#### [Data extract]
-=-=-=-=-

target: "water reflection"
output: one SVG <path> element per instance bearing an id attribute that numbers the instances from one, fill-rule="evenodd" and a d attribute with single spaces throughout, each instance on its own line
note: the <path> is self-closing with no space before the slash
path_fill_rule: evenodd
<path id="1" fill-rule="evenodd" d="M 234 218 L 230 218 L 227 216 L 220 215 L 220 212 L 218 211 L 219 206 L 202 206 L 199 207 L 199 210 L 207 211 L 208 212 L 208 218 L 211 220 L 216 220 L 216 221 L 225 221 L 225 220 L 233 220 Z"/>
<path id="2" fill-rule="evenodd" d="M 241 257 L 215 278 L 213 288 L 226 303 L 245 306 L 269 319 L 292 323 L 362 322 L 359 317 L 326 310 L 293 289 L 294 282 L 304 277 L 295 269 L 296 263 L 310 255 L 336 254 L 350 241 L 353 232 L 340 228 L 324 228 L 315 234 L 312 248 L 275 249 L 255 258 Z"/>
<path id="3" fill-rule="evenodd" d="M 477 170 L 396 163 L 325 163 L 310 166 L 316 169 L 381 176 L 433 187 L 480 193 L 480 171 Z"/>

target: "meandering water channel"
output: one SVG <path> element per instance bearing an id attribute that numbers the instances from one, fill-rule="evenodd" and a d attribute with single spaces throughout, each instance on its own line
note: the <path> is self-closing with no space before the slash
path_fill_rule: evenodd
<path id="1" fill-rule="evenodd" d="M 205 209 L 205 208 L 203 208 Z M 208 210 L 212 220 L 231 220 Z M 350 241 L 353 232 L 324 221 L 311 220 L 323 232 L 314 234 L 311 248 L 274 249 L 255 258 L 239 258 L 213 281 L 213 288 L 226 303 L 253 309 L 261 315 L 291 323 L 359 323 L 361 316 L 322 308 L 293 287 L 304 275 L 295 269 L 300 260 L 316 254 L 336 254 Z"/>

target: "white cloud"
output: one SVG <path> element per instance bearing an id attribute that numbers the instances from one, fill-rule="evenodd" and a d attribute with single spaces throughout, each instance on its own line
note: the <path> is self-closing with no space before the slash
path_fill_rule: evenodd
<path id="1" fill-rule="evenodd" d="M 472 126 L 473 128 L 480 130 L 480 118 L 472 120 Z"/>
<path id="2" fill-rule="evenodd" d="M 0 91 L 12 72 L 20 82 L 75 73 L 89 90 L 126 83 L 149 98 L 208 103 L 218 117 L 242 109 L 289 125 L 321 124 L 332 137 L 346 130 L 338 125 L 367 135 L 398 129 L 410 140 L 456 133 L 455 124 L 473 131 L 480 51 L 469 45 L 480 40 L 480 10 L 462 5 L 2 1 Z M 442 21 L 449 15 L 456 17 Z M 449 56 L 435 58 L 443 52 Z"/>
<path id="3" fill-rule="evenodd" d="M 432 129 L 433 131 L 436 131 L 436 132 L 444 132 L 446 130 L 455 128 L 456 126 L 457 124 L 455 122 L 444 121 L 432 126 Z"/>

-=-=-=-=-

#### [Task to complete]
Pull out every line of the records above that contains the string "target", copying each one unchanged.

#### [Written solution]
target: "water reflection"
target: "meandering water channel"
target: "white cloud"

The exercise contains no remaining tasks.